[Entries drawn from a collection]
-=-=-

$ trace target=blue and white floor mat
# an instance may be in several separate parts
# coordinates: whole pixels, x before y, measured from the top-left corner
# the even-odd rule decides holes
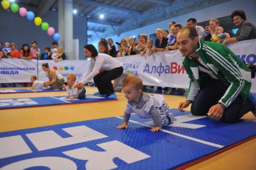
[[[71,100],[66,96],[51,96],[19,99],[0,99],[0,109],[54,106],[58,105],[71,105],[82,103],[98,102],[116,100],[109,97],[102,97],[93,95],[87,95],[84,99]]]
[[[180,168],[256,135],[252,121],[171,112],[177,122],[157,133],[134,115],[127,129],[116,129],[117,117],[0,133],[0,169]]]
[[[55,90],[9,89],[9,90],[0,90],[0,94],[37,93],[37,92],[55,92],[55,91],[65,91],[66,90],[62,90],[62,89],[55,89]]]

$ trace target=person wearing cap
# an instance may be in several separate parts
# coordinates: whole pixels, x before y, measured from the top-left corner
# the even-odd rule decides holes
[[[31,43],[32,47],[30,48],[30,50],[33,53],[32,57],[34,59],[38,58],[38,56],[41,55],[41,50],[40,48],[37,47],[37,42],[33,41]]]

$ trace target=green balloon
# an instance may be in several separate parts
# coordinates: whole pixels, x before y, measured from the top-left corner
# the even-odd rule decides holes
[[[16,3],[12,3],[11,5],[11,10],[13,13],[17,13],[19,11],[19,5]]]
[[[42,28],[43,31],[46,31],[48,29],[49,24],[46,22],[43,22],[41,27]]]

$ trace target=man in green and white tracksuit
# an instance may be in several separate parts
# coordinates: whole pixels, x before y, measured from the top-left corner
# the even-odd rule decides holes
[[[180,111],[192,103],[193,115],[208,114],[226,123],[237,121],[249,111],[256,114],[255,97],[249,96],[250,70],[232,51],[221,44],[199,40],[193,28],[182,29],[177,42],[190,79]]]

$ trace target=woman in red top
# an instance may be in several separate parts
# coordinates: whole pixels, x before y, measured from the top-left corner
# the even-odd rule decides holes
[[[32,55],[33,52],[30,50],[29,46],[28,44],[22,45],[22,48],[20,50],[20,56],[22,59],[32,59]]]
[[[14,43],[12,43],[11,44],[11,52],[10,53],[5,52],[5,55],[9,58],[20,58],[20,52],[17,49],[16,49],[16,44]]]

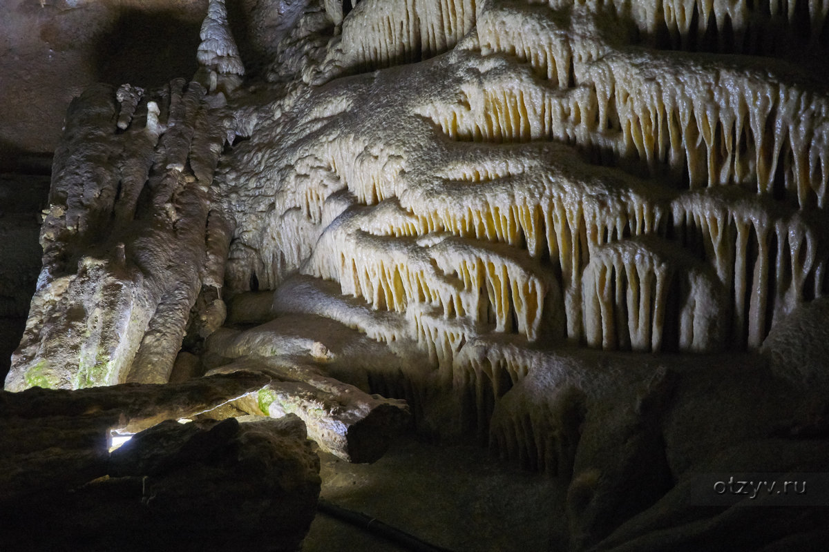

-=-=-

**WHAT YOU WILL DO:** Rewrite every line of the items above as a JSON array of strings, one string per line, with blank lines omitted. Leave the pictures out of the answer.

**OUTPUT OF THE TASK:**
[
  "$ trace target=blue and white floor mat",
  "# an instance may be in several separate parts",
  "# coordinates: whole pixels, x before y, measured from the top-left corner",
  "# the even-odd rule decides holes",
  "[[[71,100],[66,96],[51,96],[19,99],[0,99],[0,109],[54,106],[58,105],[71,105],[82,103],[98,102],[116,100],[109,97],[102,97],[93,95],[87,95],[84,99]]]",
  "[[[180,168],[256,135],[252,121],[171,112],[177,122],[157,133],[134,115],[127,129],[116,129],[117,117],[0,133],[0,169]]]",
  "[[[55,90],[9,89],[9,90],[0,90],[0,94],[37,93],[37,92],[55,92],[55,91],[65,91],[66,90],[62,90],[62,89],[55,89]]]",
  "$ trace target=person wearing cap",
  "# an instance may be in several separate parts",
  "# coordinates: whole pixels, x before y, measured from the top-left corner",
  "# the even-odd rule decides holes",
  "[[[31,43],[32,47],[30,48],[30,50],[33,53],[32,57],[34,59],[38,58],[38,56],[41,55],[41,50],[40,48],[37,47],[37,42],[33,41]]]",
  "$ trace target=green balloon",
  "# an instance may be in several separate parts",
  "# coordinates: whole pixels, x before y, measured from the top-left corner",
  "# the even-odd rule decides holes",
  "[[[16,3],[12,3],[11,5],[11,10],[13,13],[17,13],[19,11],[19,5]]]",
  "[[[42,28],[43,31],[46,31],[48,29],[49,24],[46,22],[43,22],[41,27]]]",
  "$ trace target=man in green and white tracksuit",
  "# an instance may be in several separate parts",
  "# coordinates: whole pixels, x before y, measured from the top-left corner",
  "# the even-odd rule decides holes",
  "[[[180,111],[192,103],[193,115],[208,114],[226,123],[237,121],[249,111],[256,114],[255,97],[249,96],[250,70],[232,51],[221,44],[199,40],[193,28],[182,29],[177,42],[190,79]]]",
  "$ trace target=woman in red top",
  "# an instance may be in several separate parts",
  "# coordinates: whole pixels, x before y, measured from the top-left corner",
  "# the even-odd rule decides holes",
  "[[[32,55],[33,52],[30,50],[29,46],[28,44],[22,45],[22,48],[20,50],[20,56],[22,59],[32,59]]]",
  "[[[14,43],[12,43],[11,44],[11,52],[10,53],[5,52],[5,55],[9,58],[20,58],[20,52],[17,49],[16,49],[16,44]]]"
]